**WRITTEN EXERCISE:** Reproduce verbatim the lines between the one holding "Where can the mulch" and the one holding "x=68, y=792", inclusive, and nothing else.
[Start]
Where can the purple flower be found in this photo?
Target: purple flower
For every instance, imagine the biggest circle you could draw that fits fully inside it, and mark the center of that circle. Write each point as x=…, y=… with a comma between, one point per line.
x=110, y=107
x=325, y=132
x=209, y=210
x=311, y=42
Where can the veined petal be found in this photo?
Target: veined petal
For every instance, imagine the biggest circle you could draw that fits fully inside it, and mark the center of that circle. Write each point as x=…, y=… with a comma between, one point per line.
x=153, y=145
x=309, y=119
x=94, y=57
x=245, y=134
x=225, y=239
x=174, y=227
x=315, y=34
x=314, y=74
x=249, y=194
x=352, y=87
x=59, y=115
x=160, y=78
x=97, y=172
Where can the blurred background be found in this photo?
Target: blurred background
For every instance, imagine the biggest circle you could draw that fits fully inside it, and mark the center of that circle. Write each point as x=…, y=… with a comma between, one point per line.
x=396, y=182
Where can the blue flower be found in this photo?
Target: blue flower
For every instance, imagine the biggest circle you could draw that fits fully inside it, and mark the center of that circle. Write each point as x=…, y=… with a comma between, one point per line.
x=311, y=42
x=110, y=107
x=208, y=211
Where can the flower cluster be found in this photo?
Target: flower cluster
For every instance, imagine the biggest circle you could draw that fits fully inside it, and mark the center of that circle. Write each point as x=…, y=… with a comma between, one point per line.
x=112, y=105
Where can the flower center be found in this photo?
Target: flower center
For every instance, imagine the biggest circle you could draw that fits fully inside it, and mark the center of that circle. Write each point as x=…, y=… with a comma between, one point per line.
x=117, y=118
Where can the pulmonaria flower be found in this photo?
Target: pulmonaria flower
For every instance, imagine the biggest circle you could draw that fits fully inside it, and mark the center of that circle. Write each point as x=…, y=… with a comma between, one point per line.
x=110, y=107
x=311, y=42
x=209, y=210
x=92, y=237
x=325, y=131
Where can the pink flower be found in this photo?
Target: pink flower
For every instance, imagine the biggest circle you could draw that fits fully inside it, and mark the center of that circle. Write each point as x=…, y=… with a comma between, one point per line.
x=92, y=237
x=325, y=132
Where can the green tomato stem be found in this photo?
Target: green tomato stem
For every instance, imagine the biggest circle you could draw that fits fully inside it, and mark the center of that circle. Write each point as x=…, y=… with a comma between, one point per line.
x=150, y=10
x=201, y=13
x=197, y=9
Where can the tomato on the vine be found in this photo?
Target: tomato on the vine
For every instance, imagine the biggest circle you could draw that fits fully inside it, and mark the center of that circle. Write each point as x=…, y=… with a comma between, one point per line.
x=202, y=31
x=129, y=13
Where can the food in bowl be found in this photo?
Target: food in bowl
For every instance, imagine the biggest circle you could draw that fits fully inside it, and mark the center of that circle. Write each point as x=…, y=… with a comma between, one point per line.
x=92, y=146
[End]
[Start]
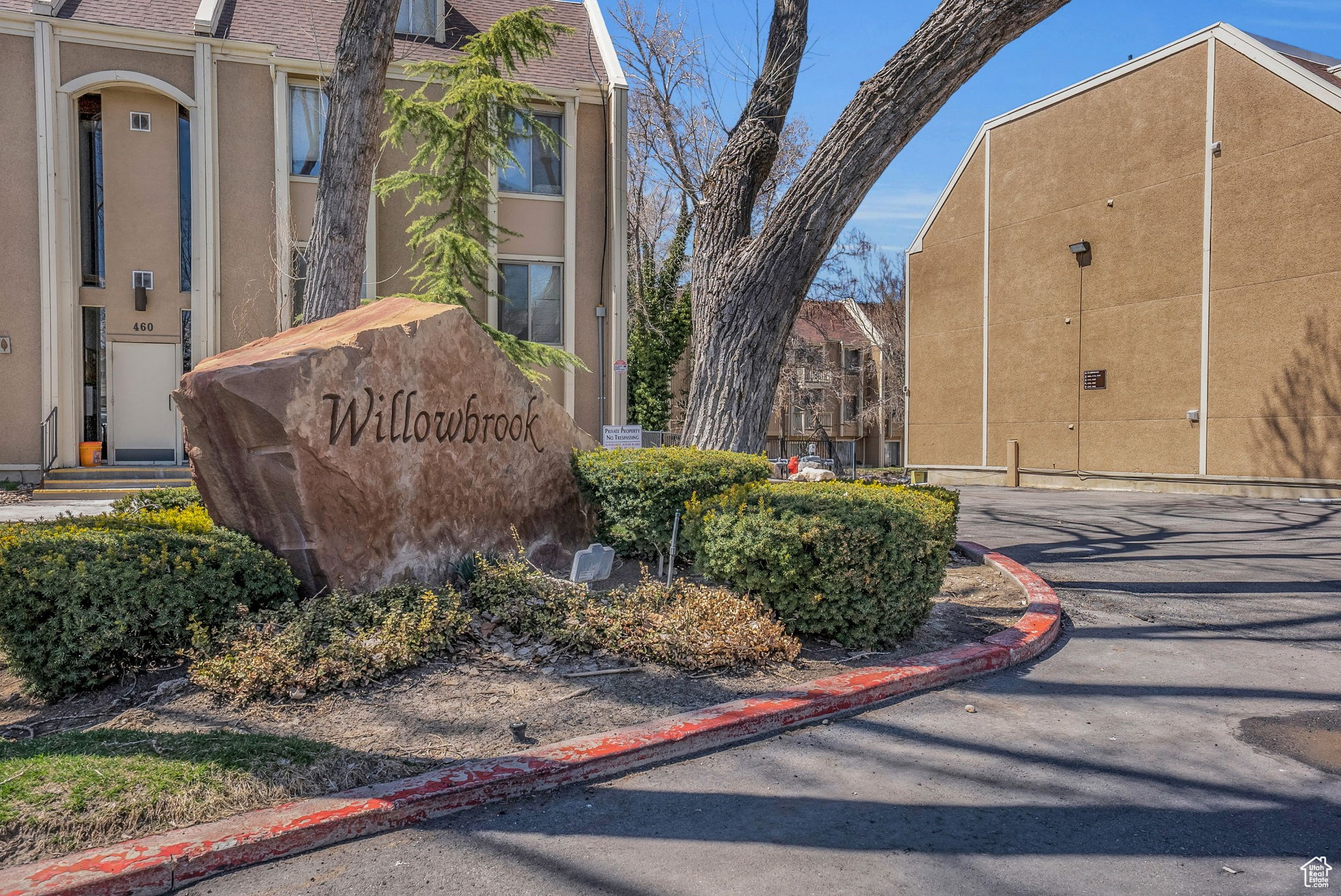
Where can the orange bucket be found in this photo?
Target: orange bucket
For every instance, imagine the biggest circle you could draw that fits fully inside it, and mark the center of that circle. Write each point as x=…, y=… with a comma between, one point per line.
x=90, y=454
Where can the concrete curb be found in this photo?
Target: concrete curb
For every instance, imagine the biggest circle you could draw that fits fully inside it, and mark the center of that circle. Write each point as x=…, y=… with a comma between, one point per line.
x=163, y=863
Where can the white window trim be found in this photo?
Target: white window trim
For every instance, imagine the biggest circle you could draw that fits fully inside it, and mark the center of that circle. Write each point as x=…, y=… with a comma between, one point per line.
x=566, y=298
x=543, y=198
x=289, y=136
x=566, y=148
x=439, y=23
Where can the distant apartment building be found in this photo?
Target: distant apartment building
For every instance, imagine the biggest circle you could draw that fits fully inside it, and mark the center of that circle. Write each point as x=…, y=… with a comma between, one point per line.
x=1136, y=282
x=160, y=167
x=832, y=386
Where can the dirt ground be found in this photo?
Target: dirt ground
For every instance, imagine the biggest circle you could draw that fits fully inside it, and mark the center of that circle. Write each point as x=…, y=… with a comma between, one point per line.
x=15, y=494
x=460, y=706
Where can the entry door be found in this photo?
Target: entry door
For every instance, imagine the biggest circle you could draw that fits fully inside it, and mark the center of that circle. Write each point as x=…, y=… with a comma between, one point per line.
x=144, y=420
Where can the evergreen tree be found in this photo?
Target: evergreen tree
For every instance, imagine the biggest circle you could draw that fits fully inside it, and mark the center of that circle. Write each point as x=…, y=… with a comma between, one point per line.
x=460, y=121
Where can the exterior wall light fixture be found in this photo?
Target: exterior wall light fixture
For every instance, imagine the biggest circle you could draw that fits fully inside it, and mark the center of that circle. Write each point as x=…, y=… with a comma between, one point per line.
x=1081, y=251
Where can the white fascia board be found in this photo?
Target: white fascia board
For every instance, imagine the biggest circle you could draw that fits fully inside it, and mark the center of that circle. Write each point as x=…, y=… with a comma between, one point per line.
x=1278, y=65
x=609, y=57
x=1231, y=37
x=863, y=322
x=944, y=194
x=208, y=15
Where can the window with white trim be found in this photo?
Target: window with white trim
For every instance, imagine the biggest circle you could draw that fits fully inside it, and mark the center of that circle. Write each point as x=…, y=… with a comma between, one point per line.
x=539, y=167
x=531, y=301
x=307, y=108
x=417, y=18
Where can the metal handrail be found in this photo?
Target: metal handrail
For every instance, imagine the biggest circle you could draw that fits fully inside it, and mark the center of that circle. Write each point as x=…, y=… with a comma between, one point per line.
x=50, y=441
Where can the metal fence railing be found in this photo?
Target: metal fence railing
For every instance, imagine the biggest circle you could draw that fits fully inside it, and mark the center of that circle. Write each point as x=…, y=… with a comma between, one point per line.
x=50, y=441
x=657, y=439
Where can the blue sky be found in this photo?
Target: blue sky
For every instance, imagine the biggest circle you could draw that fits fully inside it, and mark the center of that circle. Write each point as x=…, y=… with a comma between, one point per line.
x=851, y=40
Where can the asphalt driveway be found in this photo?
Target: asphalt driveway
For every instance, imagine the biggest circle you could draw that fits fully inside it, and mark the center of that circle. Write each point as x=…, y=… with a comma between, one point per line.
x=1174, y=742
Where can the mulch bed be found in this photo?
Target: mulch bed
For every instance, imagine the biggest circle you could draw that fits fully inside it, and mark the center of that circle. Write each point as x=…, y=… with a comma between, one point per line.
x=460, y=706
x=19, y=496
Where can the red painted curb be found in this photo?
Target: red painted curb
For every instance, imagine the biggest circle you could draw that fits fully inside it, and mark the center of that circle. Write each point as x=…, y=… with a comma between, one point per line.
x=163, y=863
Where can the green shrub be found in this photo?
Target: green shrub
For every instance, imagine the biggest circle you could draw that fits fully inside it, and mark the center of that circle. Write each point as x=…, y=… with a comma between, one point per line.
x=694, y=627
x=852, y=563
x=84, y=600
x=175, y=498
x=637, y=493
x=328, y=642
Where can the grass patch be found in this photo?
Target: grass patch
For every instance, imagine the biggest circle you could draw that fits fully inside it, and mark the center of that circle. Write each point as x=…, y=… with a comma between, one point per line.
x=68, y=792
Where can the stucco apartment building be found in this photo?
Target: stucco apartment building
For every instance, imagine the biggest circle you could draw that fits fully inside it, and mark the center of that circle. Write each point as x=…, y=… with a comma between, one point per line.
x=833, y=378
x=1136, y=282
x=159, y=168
[End]
[Start]
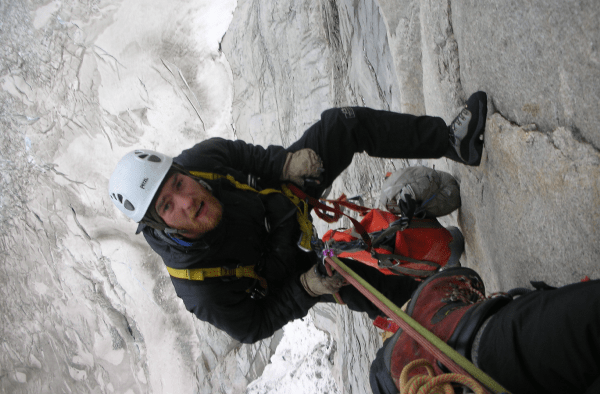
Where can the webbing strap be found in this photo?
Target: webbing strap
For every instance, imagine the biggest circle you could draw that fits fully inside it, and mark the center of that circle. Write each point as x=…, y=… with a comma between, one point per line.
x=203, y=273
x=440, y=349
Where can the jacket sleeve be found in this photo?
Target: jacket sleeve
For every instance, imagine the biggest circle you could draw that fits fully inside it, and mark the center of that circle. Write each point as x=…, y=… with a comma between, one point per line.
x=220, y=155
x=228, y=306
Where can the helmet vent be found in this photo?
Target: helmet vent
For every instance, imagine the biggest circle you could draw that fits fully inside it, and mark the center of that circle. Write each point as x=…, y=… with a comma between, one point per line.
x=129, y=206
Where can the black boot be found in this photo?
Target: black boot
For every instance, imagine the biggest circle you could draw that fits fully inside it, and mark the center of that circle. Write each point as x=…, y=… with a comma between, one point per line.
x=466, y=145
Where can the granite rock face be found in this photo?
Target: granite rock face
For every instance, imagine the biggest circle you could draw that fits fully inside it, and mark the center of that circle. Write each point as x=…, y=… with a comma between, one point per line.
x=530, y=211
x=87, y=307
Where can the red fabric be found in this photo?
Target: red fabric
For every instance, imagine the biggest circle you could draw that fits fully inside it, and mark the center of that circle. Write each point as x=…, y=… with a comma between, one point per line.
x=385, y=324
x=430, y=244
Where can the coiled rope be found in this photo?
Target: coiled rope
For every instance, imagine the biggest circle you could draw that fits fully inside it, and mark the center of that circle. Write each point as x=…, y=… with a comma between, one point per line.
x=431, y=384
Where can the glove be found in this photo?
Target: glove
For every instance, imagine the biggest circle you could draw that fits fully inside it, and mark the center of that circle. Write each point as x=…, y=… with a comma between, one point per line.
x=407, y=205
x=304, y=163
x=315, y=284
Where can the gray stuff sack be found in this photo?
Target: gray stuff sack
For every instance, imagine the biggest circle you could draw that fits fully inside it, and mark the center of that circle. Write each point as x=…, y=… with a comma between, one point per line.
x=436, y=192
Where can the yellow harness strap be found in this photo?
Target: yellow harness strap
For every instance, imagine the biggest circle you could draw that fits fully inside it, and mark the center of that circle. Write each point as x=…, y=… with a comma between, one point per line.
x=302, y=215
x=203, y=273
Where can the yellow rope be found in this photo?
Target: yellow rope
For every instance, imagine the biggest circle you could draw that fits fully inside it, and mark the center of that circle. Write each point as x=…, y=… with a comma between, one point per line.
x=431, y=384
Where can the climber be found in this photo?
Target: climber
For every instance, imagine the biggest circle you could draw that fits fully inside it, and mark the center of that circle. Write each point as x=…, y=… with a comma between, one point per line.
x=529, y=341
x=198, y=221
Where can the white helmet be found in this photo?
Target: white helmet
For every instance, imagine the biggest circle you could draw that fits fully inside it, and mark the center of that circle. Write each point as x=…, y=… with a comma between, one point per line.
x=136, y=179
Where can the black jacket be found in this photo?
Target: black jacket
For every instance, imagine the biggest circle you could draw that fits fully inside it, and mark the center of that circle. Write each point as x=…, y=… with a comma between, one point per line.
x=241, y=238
[End]
**TASK SOLUTION:**
Where can the mulch bed be found in this photo?
Target: mulch bed
For every instance, imagine the biggest circle you could draw that fits fully inside it, and mark the center of that circle. Write each point as x=…, y=… with a comma between, one point per line.
x=460, y=706
x=19, y=496
Where can the red painted curb be found in this photo?
Target: red painted curb
For every instance, imagine the biggest circle you could draw that fits fully inside it, and mark the center of that circle. Write each point as x=…, y=… with a comma between, one point per line.
x=163, y=863
Where can the green shrub be found in this photo?
Target: green shrub
For every instance, imagine the biggest circle you could draw that fits fully inside it, and mark the center of that circle. Write each point as x=…, y=… with a comma between, one point per line.
x=694, y=627
x=852, y=563
x=84, y=600
x=175, y=498
x=637, y=493
x=328, y=642
Where can the grass patch be found in this photo?
Target: grass patch
For every instance, imagine the biggest circle you could draw that fits fully inside it, and mark the center of that circle. Write each point as x=…, y=… with a comma between, one point per line.
x=68, y=792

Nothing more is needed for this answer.